▶ EXERCISE
Restate each entry shown beneath this instruction, keeping its wording intact.

▶ Items listed in a dataset
════
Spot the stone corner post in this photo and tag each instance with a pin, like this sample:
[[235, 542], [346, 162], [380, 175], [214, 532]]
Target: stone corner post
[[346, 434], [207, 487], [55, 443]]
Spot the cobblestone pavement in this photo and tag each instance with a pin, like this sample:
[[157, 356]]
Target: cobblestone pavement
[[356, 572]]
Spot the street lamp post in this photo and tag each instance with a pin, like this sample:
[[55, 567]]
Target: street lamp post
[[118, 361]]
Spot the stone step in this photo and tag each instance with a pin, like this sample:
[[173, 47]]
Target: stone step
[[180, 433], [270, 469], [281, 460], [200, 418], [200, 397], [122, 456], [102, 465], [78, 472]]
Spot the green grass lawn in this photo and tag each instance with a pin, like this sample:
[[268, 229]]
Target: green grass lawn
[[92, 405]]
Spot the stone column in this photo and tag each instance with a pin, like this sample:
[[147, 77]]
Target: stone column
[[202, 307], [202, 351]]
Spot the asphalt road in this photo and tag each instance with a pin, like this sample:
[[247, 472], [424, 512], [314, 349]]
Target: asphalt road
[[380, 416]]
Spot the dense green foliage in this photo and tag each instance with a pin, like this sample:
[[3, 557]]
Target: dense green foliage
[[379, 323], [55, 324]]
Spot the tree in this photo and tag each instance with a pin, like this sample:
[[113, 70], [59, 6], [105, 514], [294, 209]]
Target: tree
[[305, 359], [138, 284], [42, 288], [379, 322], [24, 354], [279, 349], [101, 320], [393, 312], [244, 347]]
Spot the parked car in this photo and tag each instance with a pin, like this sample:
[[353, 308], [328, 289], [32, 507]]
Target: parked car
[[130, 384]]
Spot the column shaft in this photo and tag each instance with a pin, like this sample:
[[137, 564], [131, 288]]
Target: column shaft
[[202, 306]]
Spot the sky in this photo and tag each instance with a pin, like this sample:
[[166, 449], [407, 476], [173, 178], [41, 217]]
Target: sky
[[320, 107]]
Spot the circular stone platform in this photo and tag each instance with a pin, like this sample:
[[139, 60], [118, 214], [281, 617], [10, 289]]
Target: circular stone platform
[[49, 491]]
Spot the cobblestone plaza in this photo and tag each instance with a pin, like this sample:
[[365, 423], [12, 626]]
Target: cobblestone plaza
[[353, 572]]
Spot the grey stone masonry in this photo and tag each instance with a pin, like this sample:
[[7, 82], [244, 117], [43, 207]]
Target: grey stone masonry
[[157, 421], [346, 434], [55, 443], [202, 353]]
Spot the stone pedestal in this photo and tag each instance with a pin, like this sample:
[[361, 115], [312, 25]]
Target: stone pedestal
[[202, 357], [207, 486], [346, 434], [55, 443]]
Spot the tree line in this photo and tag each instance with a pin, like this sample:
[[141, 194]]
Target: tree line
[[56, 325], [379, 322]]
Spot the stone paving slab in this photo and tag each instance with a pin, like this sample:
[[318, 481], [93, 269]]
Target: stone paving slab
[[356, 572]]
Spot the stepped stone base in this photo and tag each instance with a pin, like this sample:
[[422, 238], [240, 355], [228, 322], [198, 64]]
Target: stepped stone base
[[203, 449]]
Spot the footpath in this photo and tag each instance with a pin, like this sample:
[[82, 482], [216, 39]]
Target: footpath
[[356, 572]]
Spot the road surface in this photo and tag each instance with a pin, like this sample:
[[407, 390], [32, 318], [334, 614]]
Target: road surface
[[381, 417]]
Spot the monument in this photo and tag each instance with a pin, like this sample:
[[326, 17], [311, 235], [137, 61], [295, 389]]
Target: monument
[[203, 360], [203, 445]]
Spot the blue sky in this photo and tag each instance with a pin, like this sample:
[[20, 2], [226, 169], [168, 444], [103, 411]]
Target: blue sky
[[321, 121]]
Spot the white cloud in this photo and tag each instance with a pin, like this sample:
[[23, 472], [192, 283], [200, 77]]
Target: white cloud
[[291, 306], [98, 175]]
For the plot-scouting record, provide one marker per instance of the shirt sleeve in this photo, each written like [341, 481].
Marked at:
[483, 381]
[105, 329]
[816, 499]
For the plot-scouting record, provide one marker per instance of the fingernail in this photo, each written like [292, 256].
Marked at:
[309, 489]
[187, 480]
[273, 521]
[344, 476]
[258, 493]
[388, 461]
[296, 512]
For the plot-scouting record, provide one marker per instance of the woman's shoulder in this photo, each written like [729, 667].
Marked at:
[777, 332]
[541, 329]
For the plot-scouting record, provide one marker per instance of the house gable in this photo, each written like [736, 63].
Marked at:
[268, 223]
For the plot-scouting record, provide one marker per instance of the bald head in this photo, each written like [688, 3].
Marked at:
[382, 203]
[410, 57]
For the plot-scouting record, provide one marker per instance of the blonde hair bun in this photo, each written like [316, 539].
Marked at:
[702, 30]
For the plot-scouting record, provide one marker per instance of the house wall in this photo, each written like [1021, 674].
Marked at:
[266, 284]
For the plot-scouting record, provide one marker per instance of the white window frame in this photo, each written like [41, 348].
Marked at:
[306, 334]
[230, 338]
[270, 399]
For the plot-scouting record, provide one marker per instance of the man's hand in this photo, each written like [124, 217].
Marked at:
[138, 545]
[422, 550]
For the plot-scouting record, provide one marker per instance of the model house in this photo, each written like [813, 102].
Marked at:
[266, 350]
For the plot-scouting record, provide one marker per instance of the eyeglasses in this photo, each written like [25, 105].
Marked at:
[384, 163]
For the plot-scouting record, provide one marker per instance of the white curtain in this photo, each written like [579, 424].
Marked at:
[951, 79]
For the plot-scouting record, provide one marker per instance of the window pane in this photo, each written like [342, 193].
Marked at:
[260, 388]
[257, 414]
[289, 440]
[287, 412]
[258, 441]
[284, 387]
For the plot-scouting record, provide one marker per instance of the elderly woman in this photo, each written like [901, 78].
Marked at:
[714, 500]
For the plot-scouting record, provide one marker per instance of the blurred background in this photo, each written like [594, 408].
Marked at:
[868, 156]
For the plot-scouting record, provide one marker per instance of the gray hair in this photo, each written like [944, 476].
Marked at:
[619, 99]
════
▶ FINAL ANSWER
Spot the stone corner post in this photo and tag each instance with a pin, like this sample:
[[235, 542], [346, 162], [380, 175], [214, 532]]
Target: stone corner post
[[346, 434], [207, 487], [55, 443]]
Spot the cobblestone pavement in this photo and tag each instance with a pin, like this sample:
[[157, 356]]
Target: cobblestone pavement
[[356, 572]]
Spot the street lamp post in this photo and tag each instance with a pin, like this sample:
[[55, 567]]
Target: street lamp post
[[118, 361]]
Spot the stone step in this photo and tag each instance with a pin, like this sample:
[[173, 47]]
Target: stone step
[[180, 433], [270, 469], [281, 460], [200, 418], [200, 397], [122, 456], [102, 465], [78, 472]]
Spot the green grass lawn in this photo and tag each instance with a pin, like this sample:
[[268, 229]]
Target: green grass lawn
[[92, 405]]
Spot the stone column in this photo and tag each instance with a pin, like this sample:
[[147, 77]]
Target: stone column
[[202, 307], [202, 351]]
Spot the asphalt road in this photo and tag each instance with a pin, like this sample:
[[247, 472], [424, 512], [314, 349]]
Target: asphalt road
[[380, 416]]
Spot the dense green foliage in this photo and tag each instance with a pin, like this sample:
[[3, 557]]
Target: dense green foliage
[[379, 323], [55, 324]]
Spot the tree in this photo and tag each instance with a pin, like this sample:
[[113, 70], [59, 6], [105, 514], [294, 209]]
Target: tree
[[305, 359], [138, 284], [42, 288], [379, 322], [24, 354], [279, 349], [101, 320], [393, 312], [244, 347]]
Spot the parked car in this photo and tag each instance with a pin, like this sample:
[[353, 308], [328, 289], [32, 507]]
Target: parked car
[[130, 384]]
Spot the column shaft in this photo and tag each instance with a pin, like this sample:
[[137, 564], [131, 288]]
Target: column shaft
[[202, 306]]
Spot the sky in this photo and tag each instance with a pin, like this sample:
[[166, 449], [407, 476], [173, 178], [41, 217]]
Target: sky
[[320, 107]]
Spot the circular stone platform in this photo and tag each instance with a pin, like this sample:
[[139, 60], [118, 214], [281, 617], [10, 289]]
Target: circular stone platform
[[49, 491]]
Spot the cobblestone plaza in this photo and tag each instance with a pin, like this sample:
[[365, 423], [12, 626]]
Target: cobblestone plaza
[[353, 572]]
Spot the grey stone masonry in this photo and tag each instance with a pin, like this sample:
[[7, 82], [244, 117], [43, 207]]
Target: grey stone masonry
[[157, 421], [346, 434], [55, 443], [202, 353]]
Spot the stone pedestal in this photo and tag each instance with a pin, like this sample:
[[361, 115], [312, 25]]
Target: stone pedestal
[[202, 357], [207, 486], [346, 434], [55, 443]]
Spot the tree line in this photo and tag each instance with a pin, like this sample:
[[141, 194]]
Target: tree line
[[56, 325], [379, 322]]
Spot the stone paving slab in this photo and tag each instance with a pin, like this sample:
[[318, 481], [93, 269]]
Target: stone paving slab
[[356, 572]]
Spot the stepped stone base in this photo and tag each instance with a pin, like this sample:
[[422, 238], [240, 355], [228, 322], [198, 64]]
Target: stepped stone base
[[203, 449]]
Spot the footpath in this photo and tag each instance with a pin, like this sample:
[[82, 482], [216, 39]]
Target: footpath
[[356, 572]]
Spot the road surface in this photo and tag each instance with a pin, like this sample:
[[407, 390], [32, 318], [334, 614]]
Target: road surface
[[381, 417]]
Spot the monument in this photo and tag each instance with a pin, like this sample:
[[326, 17], [311, 235], [137, 61], [295, 389]]
Target: monument
[[203, 360], [203, 445]]
Spot the blue sky in this photo and tag each instance with a pin, like this sample:
[[20, 2], [226, 169], [168, 444], [103, 411]]
Target: blue sky
[[321, 121]]
Spot the white cloud in this photo and tag each instance with a pin, like this sample:
[[23, 472], [192, 283], [200, 77]]
Target: white cloud
[[291, 306], [98, 175]]
For the plot-scouting record, provide one marker per instance of the shirt sleeve in this photo, each written like [341, 481].
Marked at:
[483, 381]
[105, 329]
[816, 499]
For the plot-scouting record, provide one marker per instance of the fingernail in this photo, each written like [292, 256].
Marked at:
[309, 489]
[187, 480]
[273, 521]
[344, 476]
[258, 493]
[388, 461]
[296, 512]
For the plot-scouting record, provide one marker per instance of the woman's shoulder in this photo, each written like [729, 667].
Marked at:
[777, 332]
[541, 329]
For the plot-scouting record, provide one marker per instance of the house gable in this photo, each written like [736, 63].
Marked at:
[268, 223]
For the plot-scouting record, provide one marker per instance of the bald head in this photo, each written like [688, 3].
Marked at:
[382, 203]
[410, 57]
For the plot-scouting record, provide one marker per instance of the blonde hair bun in this photo, each written like [316, 539].
Marked at:
[702, 30]
For the plot-scouting record, provide one marker per instance of the house wall in this photo, each written like [1021, 674].
Marked at:
[266, 284]
For the plot-scouting record, provide one marker per instance of the white window frame in this photo, each written like [41, 348].
Marked at:
[306, 334]
[230, 338]
[270, 399]
For the plot-scouting record, provide one marker per instance of the man's hand in this photo, each written like [124, 217].
Marked at:
[138, 545]
[422, 550]
For the plot-scouting record, provide one marker per instance of the model house in this photo, each written like [813, 102].
Marked at:
[266, 350]
For the plot-scouting record, provide one marker per instance of the eyeglasses in this photo, each written like [25, 105].
Marked at:
[384, 163]
For the plot-scouting record, provide one marker per instance of the white curtain in this photo, each written like [579, 424].
Marked at:
[951, 79]
For the plot-scouting record, provide one marker per instance of the window pane in this photo, each written like [342, 193].
Marked at:
[260, 388]
[257, 414]
[289, 440]
[287, 412]
[258, 441]
[284, 387]
For the plot-scouting record, provide one marker per instance of the elderly woman in this photo, each written like [901, 78].
Marked at:
[714, 500]
For the plot-scouting record, provide one marker per instance of the blurred background in this photo, each written like [594, 408].
Marked at:
[868, 156]
For the plot-scouting record, provide one marker per instance of the gray hair in this photo, each written like [944, 476].
Marked at:
[619, 99]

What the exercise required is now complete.